▸ **Work to be completed**: Could you copy out all of the records below exactly, leaving out every picture?

▸ **Extracted records**:

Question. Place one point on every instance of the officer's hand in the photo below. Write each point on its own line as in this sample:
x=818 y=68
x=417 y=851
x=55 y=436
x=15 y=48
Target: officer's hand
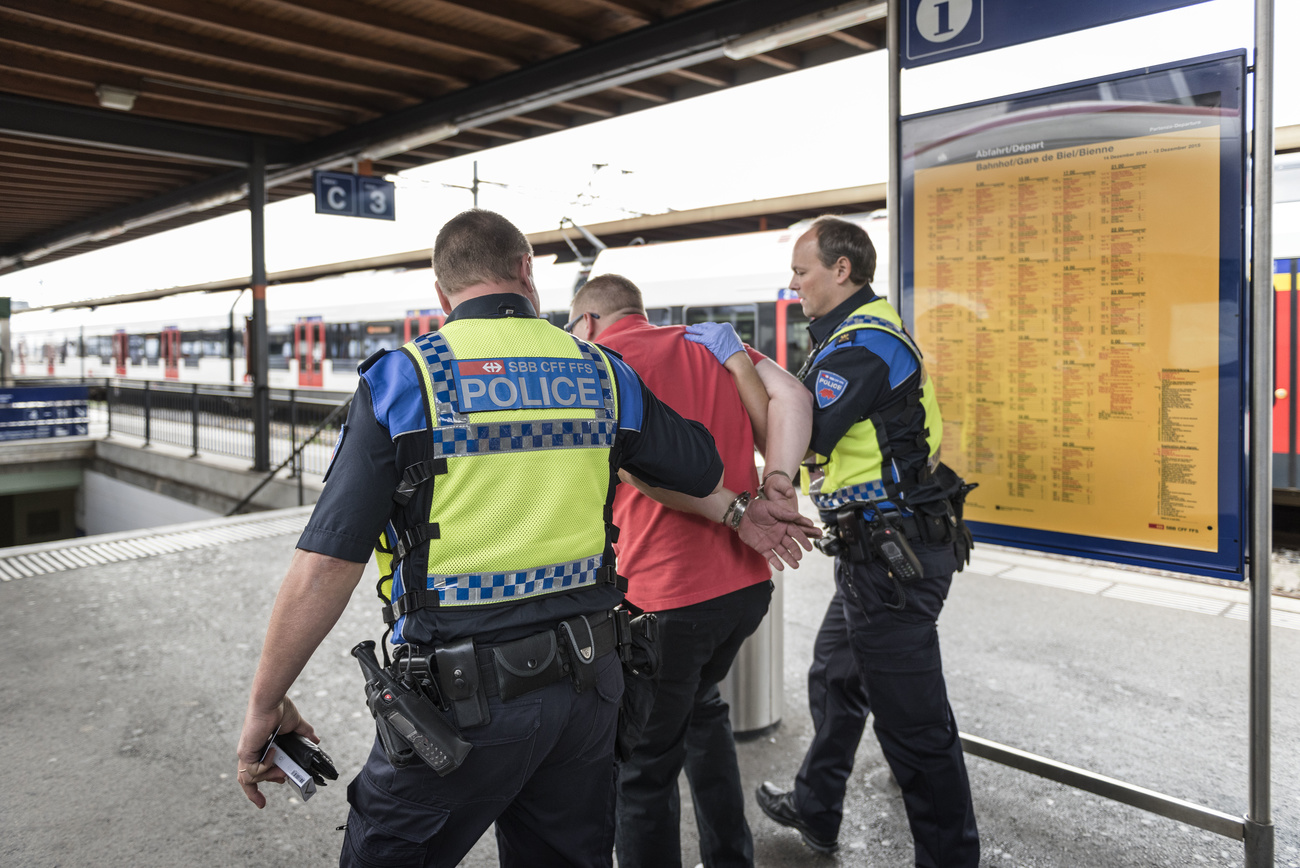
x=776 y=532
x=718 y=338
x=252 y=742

▸ **Expected answer**:
Question. Place one point on every instance of the officer's hand in the photo below. Write each point on its own line as in this sample:
x=818 y=68
x=417 y=851
x=55 y=436
x=15 y=48
Target: officer's hand
x=776 y=532
x=718 y=338
x=252 y=742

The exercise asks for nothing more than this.